• REQUIRED WORK:
Extract from the listing below each line that contains the word "concrete", and reproduce every such line in full.
• • • • • • •
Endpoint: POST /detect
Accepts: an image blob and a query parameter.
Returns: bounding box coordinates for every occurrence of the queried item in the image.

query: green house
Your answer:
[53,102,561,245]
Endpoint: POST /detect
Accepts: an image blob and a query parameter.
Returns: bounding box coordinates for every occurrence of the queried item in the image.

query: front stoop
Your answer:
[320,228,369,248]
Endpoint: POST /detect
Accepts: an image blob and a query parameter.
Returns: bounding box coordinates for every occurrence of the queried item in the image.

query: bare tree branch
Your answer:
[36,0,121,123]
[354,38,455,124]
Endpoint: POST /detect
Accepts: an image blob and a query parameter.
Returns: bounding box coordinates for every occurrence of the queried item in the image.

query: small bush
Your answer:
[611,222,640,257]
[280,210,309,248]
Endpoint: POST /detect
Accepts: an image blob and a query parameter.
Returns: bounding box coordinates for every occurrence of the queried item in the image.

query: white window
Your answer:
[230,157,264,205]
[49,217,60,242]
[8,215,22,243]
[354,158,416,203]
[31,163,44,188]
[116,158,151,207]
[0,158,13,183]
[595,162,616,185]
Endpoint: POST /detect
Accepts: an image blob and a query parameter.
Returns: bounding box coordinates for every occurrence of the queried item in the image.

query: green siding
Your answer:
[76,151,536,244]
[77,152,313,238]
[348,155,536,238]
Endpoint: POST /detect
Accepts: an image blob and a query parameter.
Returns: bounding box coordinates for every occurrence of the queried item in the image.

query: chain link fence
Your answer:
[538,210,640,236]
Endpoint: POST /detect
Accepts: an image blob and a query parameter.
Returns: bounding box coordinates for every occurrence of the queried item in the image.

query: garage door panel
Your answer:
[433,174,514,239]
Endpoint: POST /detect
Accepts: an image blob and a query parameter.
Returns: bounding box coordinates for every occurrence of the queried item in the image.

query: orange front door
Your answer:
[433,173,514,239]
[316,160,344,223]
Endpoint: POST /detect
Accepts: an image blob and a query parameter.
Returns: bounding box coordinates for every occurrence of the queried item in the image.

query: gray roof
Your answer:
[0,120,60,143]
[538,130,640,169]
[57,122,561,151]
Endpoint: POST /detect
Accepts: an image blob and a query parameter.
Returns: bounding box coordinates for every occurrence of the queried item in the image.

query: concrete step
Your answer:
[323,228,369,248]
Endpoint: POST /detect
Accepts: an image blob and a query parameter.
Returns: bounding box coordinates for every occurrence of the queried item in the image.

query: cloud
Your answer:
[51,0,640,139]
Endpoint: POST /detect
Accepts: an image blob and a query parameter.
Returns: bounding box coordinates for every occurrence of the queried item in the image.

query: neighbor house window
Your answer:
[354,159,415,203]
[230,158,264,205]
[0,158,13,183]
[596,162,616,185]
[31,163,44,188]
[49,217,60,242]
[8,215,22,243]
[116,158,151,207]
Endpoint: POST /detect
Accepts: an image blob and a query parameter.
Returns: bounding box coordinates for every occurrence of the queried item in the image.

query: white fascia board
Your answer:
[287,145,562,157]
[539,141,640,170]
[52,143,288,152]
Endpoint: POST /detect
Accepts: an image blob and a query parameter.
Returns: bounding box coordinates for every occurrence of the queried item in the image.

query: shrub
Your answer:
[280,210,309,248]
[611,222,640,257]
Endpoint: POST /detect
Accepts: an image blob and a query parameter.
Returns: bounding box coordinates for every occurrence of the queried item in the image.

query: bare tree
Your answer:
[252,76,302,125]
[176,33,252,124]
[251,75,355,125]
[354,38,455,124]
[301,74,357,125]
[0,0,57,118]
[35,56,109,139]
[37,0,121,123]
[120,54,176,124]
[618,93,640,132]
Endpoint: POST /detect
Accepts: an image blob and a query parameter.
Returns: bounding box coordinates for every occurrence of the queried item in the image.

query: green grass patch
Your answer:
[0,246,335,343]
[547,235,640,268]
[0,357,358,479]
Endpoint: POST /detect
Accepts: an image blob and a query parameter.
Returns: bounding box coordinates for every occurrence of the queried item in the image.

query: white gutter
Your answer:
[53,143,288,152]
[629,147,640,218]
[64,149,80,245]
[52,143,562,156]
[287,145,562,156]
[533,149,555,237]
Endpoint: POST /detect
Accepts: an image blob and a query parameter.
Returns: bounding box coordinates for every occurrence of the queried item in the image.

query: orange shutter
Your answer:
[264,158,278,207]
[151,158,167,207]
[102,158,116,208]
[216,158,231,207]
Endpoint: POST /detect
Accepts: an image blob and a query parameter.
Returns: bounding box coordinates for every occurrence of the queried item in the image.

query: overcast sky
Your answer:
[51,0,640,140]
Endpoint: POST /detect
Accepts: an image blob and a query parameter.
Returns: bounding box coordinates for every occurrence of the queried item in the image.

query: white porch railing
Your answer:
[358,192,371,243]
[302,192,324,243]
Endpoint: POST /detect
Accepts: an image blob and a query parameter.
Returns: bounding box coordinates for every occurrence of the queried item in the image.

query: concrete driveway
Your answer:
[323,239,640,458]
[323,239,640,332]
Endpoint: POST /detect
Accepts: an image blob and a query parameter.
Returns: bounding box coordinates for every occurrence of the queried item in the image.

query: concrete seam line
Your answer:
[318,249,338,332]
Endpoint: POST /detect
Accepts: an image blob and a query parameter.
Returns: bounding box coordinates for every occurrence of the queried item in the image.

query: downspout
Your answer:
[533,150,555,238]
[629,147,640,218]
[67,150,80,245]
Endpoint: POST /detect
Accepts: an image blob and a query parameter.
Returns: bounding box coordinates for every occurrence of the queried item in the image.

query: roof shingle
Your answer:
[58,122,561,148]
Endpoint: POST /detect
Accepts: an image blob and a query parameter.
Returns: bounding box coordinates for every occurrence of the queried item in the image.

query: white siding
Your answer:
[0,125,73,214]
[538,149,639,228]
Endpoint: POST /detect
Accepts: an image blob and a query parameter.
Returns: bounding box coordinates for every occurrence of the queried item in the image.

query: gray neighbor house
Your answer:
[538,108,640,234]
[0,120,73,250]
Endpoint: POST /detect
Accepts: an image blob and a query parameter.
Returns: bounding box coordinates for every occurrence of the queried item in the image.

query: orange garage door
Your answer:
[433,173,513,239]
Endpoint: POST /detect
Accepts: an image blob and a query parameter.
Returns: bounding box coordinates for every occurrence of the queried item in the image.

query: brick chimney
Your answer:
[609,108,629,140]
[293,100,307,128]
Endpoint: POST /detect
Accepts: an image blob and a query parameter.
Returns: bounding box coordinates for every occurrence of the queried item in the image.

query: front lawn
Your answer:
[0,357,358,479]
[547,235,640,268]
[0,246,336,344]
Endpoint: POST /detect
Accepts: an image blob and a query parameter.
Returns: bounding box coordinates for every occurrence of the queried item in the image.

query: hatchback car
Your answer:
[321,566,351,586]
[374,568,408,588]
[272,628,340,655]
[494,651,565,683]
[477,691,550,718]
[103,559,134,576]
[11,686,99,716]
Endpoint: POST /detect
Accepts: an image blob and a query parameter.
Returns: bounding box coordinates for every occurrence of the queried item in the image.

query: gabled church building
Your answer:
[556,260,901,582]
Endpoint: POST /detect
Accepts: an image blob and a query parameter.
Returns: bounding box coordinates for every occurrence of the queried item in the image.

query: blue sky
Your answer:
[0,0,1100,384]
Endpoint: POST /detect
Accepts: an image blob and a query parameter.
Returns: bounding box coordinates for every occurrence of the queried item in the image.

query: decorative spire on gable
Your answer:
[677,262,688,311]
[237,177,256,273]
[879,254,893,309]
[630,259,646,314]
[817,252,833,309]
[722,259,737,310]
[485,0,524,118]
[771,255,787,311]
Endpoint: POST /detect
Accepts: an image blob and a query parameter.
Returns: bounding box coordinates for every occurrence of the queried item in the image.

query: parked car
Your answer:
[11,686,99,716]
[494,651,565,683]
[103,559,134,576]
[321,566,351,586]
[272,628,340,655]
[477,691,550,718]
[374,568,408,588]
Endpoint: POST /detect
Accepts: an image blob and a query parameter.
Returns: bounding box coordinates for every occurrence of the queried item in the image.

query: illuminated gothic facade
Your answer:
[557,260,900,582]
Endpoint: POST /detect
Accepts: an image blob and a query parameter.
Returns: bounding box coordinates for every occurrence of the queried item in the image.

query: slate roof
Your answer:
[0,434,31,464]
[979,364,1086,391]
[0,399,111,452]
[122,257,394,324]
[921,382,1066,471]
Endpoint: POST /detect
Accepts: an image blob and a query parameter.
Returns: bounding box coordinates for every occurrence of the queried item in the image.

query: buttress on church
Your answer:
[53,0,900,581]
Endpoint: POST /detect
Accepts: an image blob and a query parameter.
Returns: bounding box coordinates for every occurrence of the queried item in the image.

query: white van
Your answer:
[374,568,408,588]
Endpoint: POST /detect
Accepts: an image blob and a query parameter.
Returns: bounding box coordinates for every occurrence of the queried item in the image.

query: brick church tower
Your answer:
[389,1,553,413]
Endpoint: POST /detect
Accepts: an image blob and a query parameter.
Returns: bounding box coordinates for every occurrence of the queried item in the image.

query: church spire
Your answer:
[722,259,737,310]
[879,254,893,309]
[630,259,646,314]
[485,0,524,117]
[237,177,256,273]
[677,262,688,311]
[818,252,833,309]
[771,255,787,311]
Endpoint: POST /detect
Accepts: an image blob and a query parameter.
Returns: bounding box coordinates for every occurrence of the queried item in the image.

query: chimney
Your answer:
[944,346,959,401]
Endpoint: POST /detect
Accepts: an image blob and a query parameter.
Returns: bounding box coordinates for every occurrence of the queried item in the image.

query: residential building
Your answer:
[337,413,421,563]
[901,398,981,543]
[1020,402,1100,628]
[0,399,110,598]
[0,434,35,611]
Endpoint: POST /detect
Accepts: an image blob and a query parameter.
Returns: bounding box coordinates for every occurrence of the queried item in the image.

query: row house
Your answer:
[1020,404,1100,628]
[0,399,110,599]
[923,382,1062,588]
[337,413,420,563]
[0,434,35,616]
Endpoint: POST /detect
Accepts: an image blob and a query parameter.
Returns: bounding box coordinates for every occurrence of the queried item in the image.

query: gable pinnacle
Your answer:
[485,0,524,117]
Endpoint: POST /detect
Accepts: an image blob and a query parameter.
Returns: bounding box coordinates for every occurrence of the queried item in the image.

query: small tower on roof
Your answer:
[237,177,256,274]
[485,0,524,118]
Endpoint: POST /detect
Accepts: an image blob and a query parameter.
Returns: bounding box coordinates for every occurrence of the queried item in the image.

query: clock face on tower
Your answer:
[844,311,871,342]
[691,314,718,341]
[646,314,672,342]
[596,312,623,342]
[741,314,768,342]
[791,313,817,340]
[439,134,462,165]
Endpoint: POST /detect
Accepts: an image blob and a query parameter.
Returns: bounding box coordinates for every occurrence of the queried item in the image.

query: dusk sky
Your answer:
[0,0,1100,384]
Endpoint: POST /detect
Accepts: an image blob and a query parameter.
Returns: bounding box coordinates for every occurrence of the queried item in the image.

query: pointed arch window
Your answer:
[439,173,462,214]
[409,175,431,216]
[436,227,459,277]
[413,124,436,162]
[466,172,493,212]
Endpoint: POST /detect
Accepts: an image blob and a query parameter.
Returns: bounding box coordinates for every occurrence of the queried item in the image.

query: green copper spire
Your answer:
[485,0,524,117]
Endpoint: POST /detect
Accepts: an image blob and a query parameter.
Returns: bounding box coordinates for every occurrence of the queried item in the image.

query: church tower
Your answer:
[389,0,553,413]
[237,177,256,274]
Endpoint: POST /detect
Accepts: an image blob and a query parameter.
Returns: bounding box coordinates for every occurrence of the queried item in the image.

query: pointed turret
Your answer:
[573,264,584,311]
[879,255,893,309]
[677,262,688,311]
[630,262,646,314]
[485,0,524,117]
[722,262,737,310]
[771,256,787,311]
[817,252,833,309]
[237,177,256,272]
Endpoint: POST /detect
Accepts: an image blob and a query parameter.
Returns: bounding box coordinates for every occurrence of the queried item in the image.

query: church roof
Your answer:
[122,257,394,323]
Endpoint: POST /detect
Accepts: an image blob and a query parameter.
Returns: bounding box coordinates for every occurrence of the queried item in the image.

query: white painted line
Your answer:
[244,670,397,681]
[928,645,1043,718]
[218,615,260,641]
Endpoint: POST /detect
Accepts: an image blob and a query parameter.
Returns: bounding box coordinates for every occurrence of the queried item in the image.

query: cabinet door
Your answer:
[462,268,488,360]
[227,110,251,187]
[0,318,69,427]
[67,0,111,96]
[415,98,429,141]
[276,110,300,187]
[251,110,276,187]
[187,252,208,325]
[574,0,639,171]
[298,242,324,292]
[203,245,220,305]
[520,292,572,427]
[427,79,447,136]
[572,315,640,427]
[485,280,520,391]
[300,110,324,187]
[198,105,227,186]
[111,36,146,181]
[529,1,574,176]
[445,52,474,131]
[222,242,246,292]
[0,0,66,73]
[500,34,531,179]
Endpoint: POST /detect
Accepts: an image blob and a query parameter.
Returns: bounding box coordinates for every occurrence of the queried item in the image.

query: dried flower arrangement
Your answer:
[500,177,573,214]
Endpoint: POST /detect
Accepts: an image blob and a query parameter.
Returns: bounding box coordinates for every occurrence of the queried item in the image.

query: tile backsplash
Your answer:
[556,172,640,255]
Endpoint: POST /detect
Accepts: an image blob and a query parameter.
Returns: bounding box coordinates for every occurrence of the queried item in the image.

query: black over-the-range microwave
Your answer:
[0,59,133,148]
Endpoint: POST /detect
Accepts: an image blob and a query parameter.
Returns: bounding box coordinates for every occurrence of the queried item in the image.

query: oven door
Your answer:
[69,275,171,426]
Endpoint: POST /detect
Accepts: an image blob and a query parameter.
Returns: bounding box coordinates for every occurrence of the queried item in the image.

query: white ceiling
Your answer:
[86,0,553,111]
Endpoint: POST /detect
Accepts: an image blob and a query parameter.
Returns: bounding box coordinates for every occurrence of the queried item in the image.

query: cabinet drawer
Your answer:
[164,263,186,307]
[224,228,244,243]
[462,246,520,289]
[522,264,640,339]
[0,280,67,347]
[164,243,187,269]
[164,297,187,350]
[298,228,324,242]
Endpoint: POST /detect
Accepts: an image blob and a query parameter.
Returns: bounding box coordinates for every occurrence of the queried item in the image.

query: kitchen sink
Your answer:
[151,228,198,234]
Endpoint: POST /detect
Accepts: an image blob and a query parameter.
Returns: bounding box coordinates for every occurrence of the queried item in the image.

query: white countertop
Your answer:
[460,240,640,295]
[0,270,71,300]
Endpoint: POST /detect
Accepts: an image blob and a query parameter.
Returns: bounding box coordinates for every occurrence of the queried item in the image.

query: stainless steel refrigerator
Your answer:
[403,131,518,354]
• • • • • • •
• THE RESPONSE:
query: concrete step
query: concrete driveway
query: concrete seam line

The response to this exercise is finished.